Retype the following data exactly, but leave its pictures out.
-- Data for the task follows --
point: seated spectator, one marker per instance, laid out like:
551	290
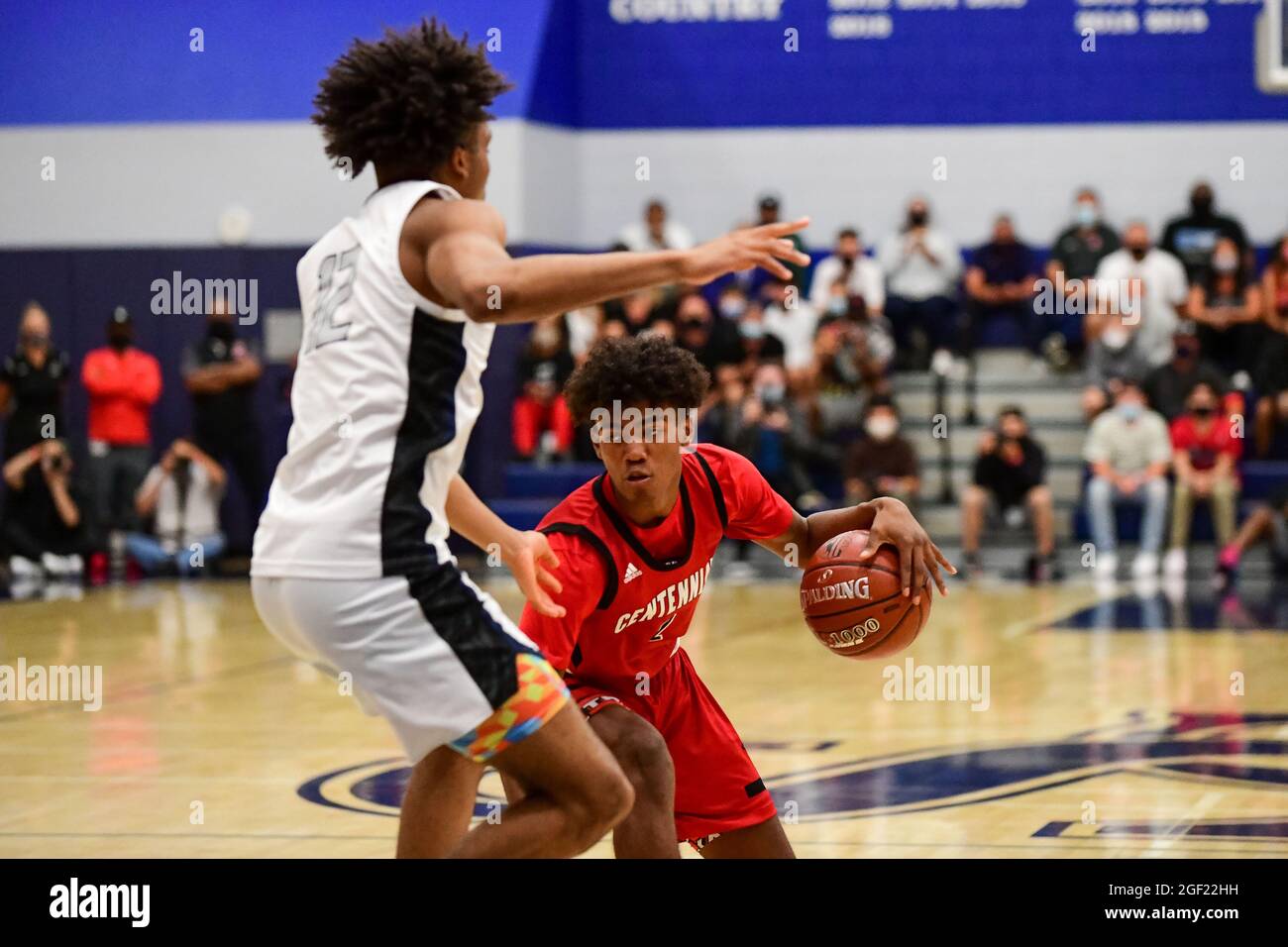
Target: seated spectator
1205	454
43	514
848	281
1193	237
1128	450
1074	257
1000	283
33	381
656	231
1010	474
884	463
921	265
540	418
1267	522
1115	354
1146	286
180	497
1228	309
1168	385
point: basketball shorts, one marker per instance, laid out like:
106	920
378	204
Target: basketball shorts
716	785
432	654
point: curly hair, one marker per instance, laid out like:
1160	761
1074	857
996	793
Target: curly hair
407	99
644	369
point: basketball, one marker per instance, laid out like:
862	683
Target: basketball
857	608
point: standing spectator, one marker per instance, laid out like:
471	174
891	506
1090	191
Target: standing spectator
1074	258
1147	285
540	418
180	496
884	463
1227	304
43	514
220	371
1168	385
1000	283
124	382
1193	237
1205	453
1128	450
921	265
33	380
656	231
1010	471
848	279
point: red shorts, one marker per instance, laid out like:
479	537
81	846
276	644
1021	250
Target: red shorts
716	785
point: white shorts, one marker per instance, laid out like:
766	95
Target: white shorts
433	654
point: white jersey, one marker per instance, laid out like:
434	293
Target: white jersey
385	394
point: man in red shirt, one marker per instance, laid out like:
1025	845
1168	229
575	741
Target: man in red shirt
124	382
635	548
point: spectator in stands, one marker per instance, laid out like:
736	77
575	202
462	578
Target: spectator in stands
1205	454
1074	258
1115	354
43	514
220	371
540	418
1193	237
1147	285
33	381
1128	450
656	231
884	463
1010	474
921	265
1168	385
180	495
1269	522
124	382
1228	307
848	279
1000	283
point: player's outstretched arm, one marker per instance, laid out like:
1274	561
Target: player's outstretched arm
469	265
888	521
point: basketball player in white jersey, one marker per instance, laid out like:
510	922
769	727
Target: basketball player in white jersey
351	567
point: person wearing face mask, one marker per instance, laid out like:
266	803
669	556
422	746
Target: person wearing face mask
1113	355
1146	286
859	277
220	372
1076	254
1193	237
123	382
1228	305
1168	385
884	463
33	382
1128	450
1205	457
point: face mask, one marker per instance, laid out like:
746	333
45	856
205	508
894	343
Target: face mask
881	428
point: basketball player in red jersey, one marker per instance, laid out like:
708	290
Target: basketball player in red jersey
635	548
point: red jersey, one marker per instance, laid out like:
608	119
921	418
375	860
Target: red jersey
630	591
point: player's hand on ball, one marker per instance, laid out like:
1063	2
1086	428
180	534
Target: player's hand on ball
531	560
894	525
751	247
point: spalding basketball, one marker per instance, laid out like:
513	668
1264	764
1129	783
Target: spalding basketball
858	608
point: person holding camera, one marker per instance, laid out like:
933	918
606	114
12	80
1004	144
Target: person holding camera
1010	475
180	496
43	514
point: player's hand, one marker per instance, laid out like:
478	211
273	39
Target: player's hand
894	525
754	247
531	560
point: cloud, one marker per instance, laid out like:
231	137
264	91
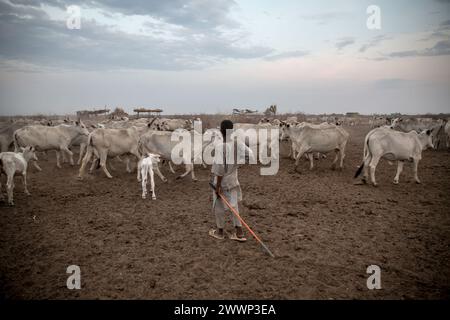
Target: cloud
373	42
196	14
29	36
286	55
344	42
441	48
391	83
441	32
325	18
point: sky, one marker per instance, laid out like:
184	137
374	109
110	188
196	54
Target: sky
198	56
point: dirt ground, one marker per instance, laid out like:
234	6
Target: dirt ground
323	229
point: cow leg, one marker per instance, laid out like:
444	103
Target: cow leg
193	173
311	160
158	172
58	156
399	170
299	155
139	166
103	157
10	187
86	159
70	153
127	161
366	169
372	167
25	186
342	153
82	151
36	165
144	175
188	169
95	164
333	165
152	184
170	167
415	166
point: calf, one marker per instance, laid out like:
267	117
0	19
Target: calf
146	166
447	134
11	164
393	146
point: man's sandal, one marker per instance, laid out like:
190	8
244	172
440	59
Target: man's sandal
213	233
236	238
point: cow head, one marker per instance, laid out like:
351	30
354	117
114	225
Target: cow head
426	139
81	128
154	157
29	153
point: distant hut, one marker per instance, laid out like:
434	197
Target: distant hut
118	113
148	112
89	113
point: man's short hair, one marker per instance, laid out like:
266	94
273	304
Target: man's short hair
224	126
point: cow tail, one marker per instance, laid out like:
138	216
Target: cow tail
87	156
16	142
366	154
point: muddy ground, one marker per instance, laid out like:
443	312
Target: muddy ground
323	229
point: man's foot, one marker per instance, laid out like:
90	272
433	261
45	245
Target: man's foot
218	234
238	235
238	238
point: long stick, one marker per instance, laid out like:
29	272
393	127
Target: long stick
242	221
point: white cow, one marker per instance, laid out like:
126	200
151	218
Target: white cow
323	125
393	146
174	124
12	164
44	138
307	139
416	124
7	135
104	143
447	134
145	167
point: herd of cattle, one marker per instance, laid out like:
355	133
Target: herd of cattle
148	142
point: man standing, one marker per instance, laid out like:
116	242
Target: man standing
225	173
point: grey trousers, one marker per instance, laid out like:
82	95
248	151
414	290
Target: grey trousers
219	208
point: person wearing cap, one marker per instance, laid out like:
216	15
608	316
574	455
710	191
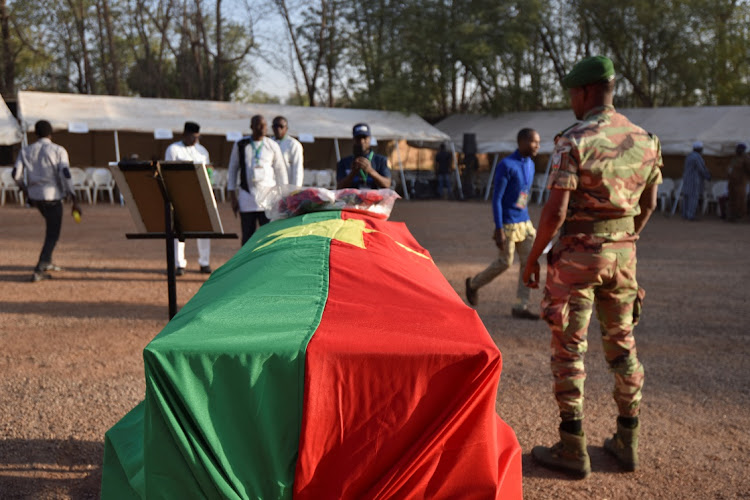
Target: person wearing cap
738	175
513	229
291	149
603	189
364	168
692	181
257	162
189	149
42	171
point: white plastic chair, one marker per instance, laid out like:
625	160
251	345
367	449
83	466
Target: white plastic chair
103	181
80	183
324	178
308	178
8	185
664	193
219	183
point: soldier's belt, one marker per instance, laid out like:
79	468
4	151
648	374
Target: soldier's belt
624	224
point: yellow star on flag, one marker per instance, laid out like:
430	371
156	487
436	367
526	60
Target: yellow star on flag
349	231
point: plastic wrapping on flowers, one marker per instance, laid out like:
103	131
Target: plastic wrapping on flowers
286	201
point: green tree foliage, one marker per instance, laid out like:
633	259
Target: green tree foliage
432	57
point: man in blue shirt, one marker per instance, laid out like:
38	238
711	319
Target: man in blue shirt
363	169
513	228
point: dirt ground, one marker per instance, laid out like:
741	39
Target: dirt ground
71	361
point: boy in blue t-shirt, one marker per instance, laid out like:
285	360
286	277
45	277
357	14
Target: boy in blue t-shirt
514	176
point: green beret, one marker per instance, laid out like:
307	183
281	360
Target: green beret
589	70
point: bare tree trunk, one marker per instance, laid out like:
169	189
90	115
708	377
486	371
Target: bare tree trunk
104	64
79	15
8	61
218	61
310	80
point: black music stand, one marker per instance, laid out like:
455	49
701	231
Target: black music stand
169	200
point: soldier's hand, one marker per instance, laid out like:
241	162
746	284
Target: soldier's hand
499	237
531	274
362	164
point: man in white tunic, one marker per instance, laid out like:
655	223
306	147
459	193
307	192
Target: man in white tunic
190	149
255	165
291	149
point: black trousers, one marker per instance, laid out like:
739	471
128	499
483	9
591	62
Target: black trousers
52	213
250	221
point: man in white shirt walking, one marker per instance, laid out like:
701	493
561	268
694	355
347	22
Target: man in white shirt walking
190	149
258	164
48	182
291	149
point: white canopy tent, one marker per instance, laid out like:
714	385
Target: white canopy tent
137	114
719	128
10	131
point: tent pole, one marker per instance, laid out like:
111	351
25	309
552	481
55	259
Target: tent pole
336	147
455	169
676	199
492	177
117	147
401	169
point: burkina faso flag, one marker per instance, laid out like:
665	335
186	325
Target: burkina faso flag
328	359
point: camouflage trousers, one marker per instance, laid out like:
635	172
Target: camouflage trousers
579	276
519	236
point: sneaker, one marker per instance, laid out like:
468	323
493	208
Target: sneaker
472	294
39	276
524	314
51	267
-- Data for the task concluded --
Task solution:
point: seated spectator, one marker per instance, laid out like:
551	290
Target: seated spectator
1205	454
43	514
848	281
1193	237
1128	450
1074	257
1000	283
33	381
656	231
1010	474
884	463
921	265
540	418
1267	522
1115	354
1146	286
180	497
1228	309
1168	385
point: basketball shorts, one marker per instance, laid out like:
106	920
378	204
Target: basketball shorts
716	785
432	654
point: curly hair, one marker per instance, laid out like:
1160	761
1074	857
996	793
Target: curly hair
407	99
644	369
point: basketball, one marker per instance, laid out like:
862	683
Target: basketball
857	608
point: standing spectator, one marker per instance, laid out like:
471	174
891	506
1090	191
Target: standing spectator
1074	258
1147	285
540	418
180	496
884	463
1227	304
43	514
220	371
1168	385
1000	283
124	382
1193	237
1205	453
1128	450
921	265
33	380
656	231
1010	471
848	279
point: red shorts, one marker per instance, laid out like:
479	537
81	846
276	644
1021	250
Target: red shorts
716	785
point: white shorts, one marker per instance, laid out like:
766	95
Target: white shorts
433	654
point: white jersey, one marker per instance, laid out like:
434	293
Target: white jersey
385	394
point: man in red shirt, one marker per instance, laid out like:
1025	845
1168	229
575	741
Target: man in red shirt
124	382
635	548
point: spectator in stands, one marker per instance, laid out like:
736	77
575	202
462	578
Target: spectator in stands
1205	454
1074	258
1115	354
43	514
220	371
540	418
1193	237
1147	285
33	381
1128	450
656	231
884	463
1010	474
921	265
1168	385
180	495
1269	522
124	382
1228	307
848	279
1000	283
point: player's outstretched arm, one marker per instance, laid out like:
1274	561
Target: player's outstretched arm
469	265
888	521
point: basketball player in white jersey, one marker per instance, laid out like:
510	922
769	727
Target: basketball player in white jersey
351	567
point: person wearing face mask, one marker per instance, laid out like:
266	803
669	556
422	746
Target: person wearing face mask
1113	355
1146	286
859	277
220	372
1076	254
1193	237
123	382
1228	305
1168	385
884	463
33	382
1128	450
1205	457
point: face mask, one marker per instance, laid out like:
746	333
45	856
205	508
894	343
Target: face mask
881	428
point: basketball player in red jersey, one marker per instance, laid out like:
708	290
Target: basketball player in red jersey
635	548
point: red jersey, one marker per instance, laid out like:
608	119
921	418
375	860
Target: red jersey
630	591
point: player's hand on ball, one marker per instance, laid out like:
1063	2
1086	428
180	534
Target: player's hand on ball
531	560
894	525
751	247
point: spalding basketball, one marker per instance, laid out like:
513	668
1264	764
1129	783
Target: spalding basketball
858	608
point: person holding camera, one marker per instance, laid out like:
933	918
606	114
12	80
1004	144
Target: person holding camera
1010	475
180	496
43	514
point: player's hand, one marker per instance, laid out like:
478	211
273	39
Target: player's hand
894	525
754	247
531	560
point: cloud, one marker per instance, laid out like:
231	137
264	91
Target: cloud
373	42
196	14
29	36
286	55
344	42
441	48
391	83
441	32
325	18
point: sky, one marker per instance, laid out like:
184	137
374	109
110	188
196	54
Target: sky
198	56
point: dirt ground, one marker per instance, laid out like:
234	6
Target: dirt ground
323	229
point: cow leg, one marker per instance, laid out like:
444	103
Target: cow leg
193	173
311	160
158	172
58	156
399	170
299	155
139	166
103	157
10	187
86	159
70	153
127	161
366	169
372	167
25	186
342	153
82	151
36	165
144	175
188	169
95	164
333	165
152	184
170	167
415	166
point: calf, one marker per instance, laid out like:
267	117
0	19
Target: calf
146	166
447	134
11	164
393	146
point: man's sandal, one marker per instance, laid out like:
190	8
244	172
440	59
Target: man's sandal
213	233
236	238
point: cow head, one marker per instance, laid out like:
351	30
354	117
114	225
Target: cow head
426	139
81	128
154	157
29	153
point: distant hut, one marker per instance, laid out like:
434	197
Target: distant hut
118	113
148	112
89	113
point: man's short hair, one marker per instance, laid out like:
266	94
273	304
Target: man's short hair
224	126
point: cow tail, one marker per instance, laid out like:
138	216
Target: cow tail
87	156
16	142
366	154
point: muddy ground, one marker per instance, laid out like:
443	312
Target: muddy ground
323	229
point: man's foot, one marker per instance, laid out like:
90	272
433	261
45	245
Target: man's foot
218	234
238	235
238	238
point: long stick, one marker per instance, laid out like:
29	272
393	127
Target: long stick
242	221
point: white cow, one marker per instance, laid out like:
126	200
151	218
Target: white cow
323	125
393	146
174	124
12	164
44	138
307	139
416	124
7	135
104	143
447	134
145	167
point: herd of cattle, one marker per instance, laid out like:
355	133
Target: herd of cattle
148	142
point: man standing, one marker per instance, laid out like:
116	242
Target: man standing
225	173
point: grey trousers, one marker per instance, laid out like:
82	95
248	151
414	290
Target: grey trousers
219	208
point: person wearing cap, one marker per instance, laid out like:
216	15
608	316
574	455
710	191
Target: person wearing cap
738	175
513	229
291	149
603	189
364	168
692	181
257	162
189	149
42	171
point: white plastic chair, one marker per instance, laid out like:
625	160
251	345
367	449
83	466
Target: white plastic chair
103	181
80	183
324	178
308	178
8	185
664	193
219	183
point: soldier's belt, one marker per instance, laid out like:
79	468
4	151
648	374
Target: soldier's belt
624	224
point: yellow star on flag, one marker per instance, laid out like:
430	371
156	487
436	367
526	60
Target: yellow star on flag
349	231
point: plastic wrapping on flowers, one marker per instance, laid out like:
103	131
Target: plastic wrapping on flowers
286	201
point: green tree foliage, one marker per instance, laid out like:
633	259
Target: green tree foliage
432	57
point: man in blue shirt, one marker per instance, laid out like:
38	238
711	319
Target: man in blue shirt
363	169
513	228
point: dirt ground, one marker per instance, laid out like:
741	39
Target: dirt ground
71	361
point: boy in blue t-shirt, one marker per instance, laid out like:
285	360
286	277
45	277
357	14
Target: boy in blue t-shirt
514	176
point: green beret, one marker per instance, laid out like:
307	183
281	360
Target: green beret
589	70
point: bare tree trunk, one marker per instance, laid out like:
169	189
90	115
708	377
486	371
Target: bare tree trunk
104	64
79	15
8	61
218	61
310	80
point: black music stand, one marker per instance, laid out like:
455	49
701	231
Target: black music stand
169	200
point: soldier's hand, one marker per instance, laid out like:
241	162
746	284
Target: soldier's hand
499	237
531	274
362	164
point: man in white tunic, one marker per instance, laid out like:
655	223
306	147
459	193
307	192
Target: man in white tunic
190	149
255	165
291	149
point: black trousers, one marker per instance, laid out like:
739	471
128	499
483	9
591	62
Target: black trousers
52	213
250	221
point: man in white shirt walking, one marker per instance, laid out like:
701	493
561	268
694	355
347	22
Target: man in white shirt walking
190	149
258	164
48	182
291	149
point: white canopy tent, one marker per instance, laid out like:
714	385
Target: white canopy tent
137	114
719	128
10	131
point: tent pole, one marker per instance, laid out like:
111	351
25	309
552	481
55	259
Target: tent pole
336	147
455	169
676	199
492	177
117	147
401	169
point: burkina faso flag, one marker per instance, laid out like:
665	335
186	325
Target: burkina faso flag
328	359
point: camouflage trousers, one marker per instance, laid out like:
635	172
Target: camouflage trousers
579	276
519	236
point: sneaker, one marker per instance, laid out like:
468	323
493	208
Target: sneaker
472	294
39	276
524	314
51	267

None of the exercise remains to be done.